TASK BRIEF: Reproduce each of the records below verbatim, line by line, without any alteration.

GIVEN RECORDS:
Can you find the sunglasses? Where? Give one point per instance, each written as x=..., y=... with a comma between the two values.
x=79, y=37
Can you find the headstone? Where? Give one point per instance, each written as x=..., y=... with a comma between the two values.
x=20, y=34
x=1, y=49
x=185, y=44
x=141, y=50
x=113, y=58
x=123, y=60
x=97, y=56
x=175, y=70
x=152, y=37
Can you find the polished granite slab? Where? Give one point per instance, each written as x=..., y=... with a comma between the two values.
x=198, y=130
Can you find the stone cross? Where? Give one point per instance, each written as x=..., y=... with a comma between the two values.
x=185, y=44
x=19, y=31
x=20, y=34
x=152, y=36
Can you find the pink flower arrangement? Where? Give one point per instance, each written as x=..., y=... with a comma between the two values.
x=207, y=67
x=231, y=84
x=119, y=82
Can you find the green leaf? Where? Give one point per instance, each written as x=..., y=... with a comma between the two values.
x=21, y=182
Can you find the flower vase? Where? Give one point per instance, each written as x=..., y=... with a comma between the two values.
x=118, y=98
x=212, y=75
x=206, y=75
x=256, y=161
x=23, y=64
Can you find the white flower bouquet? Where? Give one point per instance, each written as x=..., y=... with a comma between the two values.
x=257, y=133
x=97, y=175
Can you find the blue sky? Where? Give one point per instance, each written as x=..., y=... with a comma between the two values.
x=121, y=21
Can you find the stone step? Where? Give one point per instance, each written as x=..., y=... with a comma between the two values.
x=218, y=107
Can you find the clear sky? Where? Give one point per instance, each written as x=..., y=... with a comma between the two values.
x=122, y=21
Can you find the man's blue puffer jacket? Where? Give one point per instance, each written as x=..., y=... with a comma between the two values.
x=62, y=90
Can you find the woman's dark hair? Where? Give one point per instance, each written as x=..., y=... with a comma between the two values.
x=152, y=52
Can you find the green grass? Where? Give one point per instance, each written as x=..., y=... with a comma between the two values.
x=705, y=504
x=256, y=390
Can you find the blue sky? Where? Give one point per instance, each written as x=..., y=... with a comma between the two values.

TASK OUTPUT:
Can you find the sunglasses? Where? Give one point per instance, each written as x=..., y=... with a comma between the two values.
x=79, y=37
Can you find the headstone? Where? Give one point per instance, each written as x=..., y=... with a comma between the two values.
x=20, y=34
x=1, y=49
x=185, y=44
x=141, y=50
x=113, y=58
x=123, y=60
x=97, y=56
x=175, y=70
x=152, y=37
Can you find the polished granite slab? Where? Give one point per instance, each written as x=..., y=... with a comma between the two values.
x=198, y=130
Can you find the stone cross? Where? Give one point per instance, each written as x=..., y=... with a comma between the two values.
x=185, y=44
x=19, y=31
x=20, y=34
x=152, y=36
Can you find the pink flower arrangement? Where? Give one point per instance, each written as x=..., y=... with a comma between the two values.
x=207, y=67
x=231, y=84
x=119, y=82
Can you find the green leaf? Where? Give one point per instance, each written as x=..., y=... with a comma between the two values.
x=21, y=182
Can you find the flower vase? Where? Give one point per instance, each written as x=..., y=... with a comma between the two values.
x=118, y=98
x=212, y=75
x=206, y=75
x=256, y=161
x=23, y=64
Can you find the white flower bouquet? Where? Give one point per instance, each written as x=..., y=... with a comma between the two values.
x=257, y=133
x=97, y=175
Can you find the blue sky? Where? Give one point per instance, each written as x=..., y=... with a comma between the two values.
x=121, y=21
Can you find the stone step? Where? Give one point per instance, each written as x=..., y=... with a comma between the two values.
x=218, y=107
Can you find the clear sky? Where? Give one point per instance, each written as x=..., y=... with a comma between the two values.
x=122, y=21
Can you find the man's blue puffer jacket? Where? Give one point per instance, each written as x=..., y=... with a comma between the two values.
x=62, y=90
Can you find the woman's dark hair? Where? Give one point per instance, each written as x=..., y=... with a comma between the two values.
x=152, y=52
Can you find the green grass? Where? Give one point per instance, each written as x=..., y=... with a comma between the two values.
x=705, y=504
x=256, y=390
Can you find the blue sky? Where? Give one point per instance, each written as x=..., y=... with a comma between the two values.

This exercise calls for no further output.